Stated task:
Answer these from the Media Control Platform page:
1. What file extension do the library files in the GVP installation packages for Linux have?
2. On which operating system does the legacy GVP Interpreter run?
3. Which two other predefined services does the Media Control Platform support?

Document text:
Media Control Platform

The Media Control Platform is the core component of GVP, because it executes the actual voice applications in the solution. In addition, it is used by other communication layer components, such as SIP Server, to provide broader customer service scenarios, such as agent interactions, and many other functions.

This section provides an overview of the following topics:

Media Control Platform Components

The Media Control Platform is composed of:

A core executable file that consists of the Call Manager application programming interface (CMAPI) and the SIP Line Manager.
The Media Server, which is a group of libraries (and third-party transcoder dynamic-link libraries [DLL]) that run in-process in the Media Control Platform, for media processing and Real-time Transport Protocol (RTP) streaming.

Tip

The library files in the GVP installation packages for Linux have a .so file extension (not .dll).

The Next-Generation Interpreter (NGI), which is a DLL that runs in-process in the Media Control Platform. The interpreter DLL is loaded by the CMAPI application.

The legacy GVP Interpreter (GVPi), which is a DLL that runs in-process in the Media Control Platform on Windows only. The interpreter DLL is loaded by the CMAPI application.

Tip

For more information about NGI and GVPi, see Interpreters.

The Media Resource Control Protocol (MRCP) Client, which is a group of libraries that runs in-process in the Media Control Platform, to handle MRCPv1 or MRCPv2 communication with automatic speech recognition (ASR) and text-to-speech (TTS) speech engines.

The Fetching Module, previously a separate component, is integrated with the 9.0 Media Control Platform and communicates directly with the NGI.

For information about installing the Media Control Platform, with basic configuration, see Installing GVP.

Media Control Platform Services

VoiceXML

Media Control Platform services are defined by voice applications that are executed when a SIP session is established between the Media Control Platform and the service user. The Media Control Platform can host various application execution environments and use multiple implementations of a particular language. The Media Control Platform is most often used to deploy dialog-based services that are built using VoiceXML.

NETANN

The Media Control Platform supports two other predefined services: announcements and conferencing. In conjunction with an underlying media-processing resource, the Media Control Platform can provide extended versions of all services defined in Network Announcements (NETANN) for example, announcements with pre-recorded audio prompts.

The Media Control Platform also supports a record service that is initiated when an incoming SIP INVITE message contains the record parameter in the Request URI and annc is in the user part of the request.

Entries:
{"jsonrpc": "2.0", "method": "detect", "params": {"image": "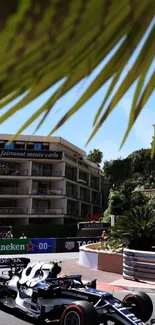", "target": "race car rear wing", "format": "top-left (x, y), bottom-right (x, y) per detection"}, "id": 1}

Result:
top-left (0, 257), bottom-right (30, 269)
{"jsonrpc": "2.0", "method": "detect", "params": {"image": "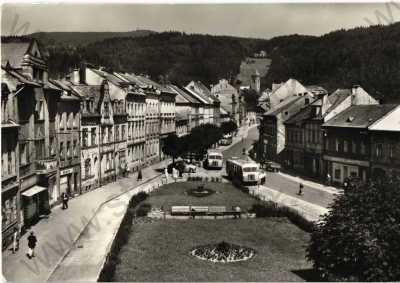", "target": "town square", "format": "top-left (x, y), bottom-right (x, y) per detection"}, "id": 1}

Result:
top-left (1, 2), bottom-right (400, 282)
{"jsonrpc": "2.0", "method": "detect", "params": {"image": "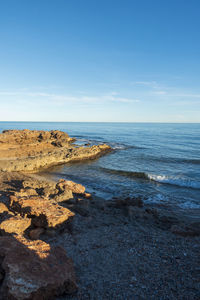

Final result:
1. .so
2. Windows only
3. Announcements and conferencing